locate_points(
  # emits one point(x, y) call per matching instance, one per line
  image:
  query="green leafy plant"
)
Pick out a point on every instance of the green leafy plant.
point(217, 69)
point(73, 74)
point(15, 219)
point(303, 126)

● ● ●

Print out the whole listing exactly as it appears.

locate_points(
  # emits one point(x, y) call per matching instance, one per line
  image:
  query="green leafy plant"
)
Pick out a point on every instance of the green leafy plant.
point(217, 69)
point(73, 74)
point(15, 219)
point(303, 126)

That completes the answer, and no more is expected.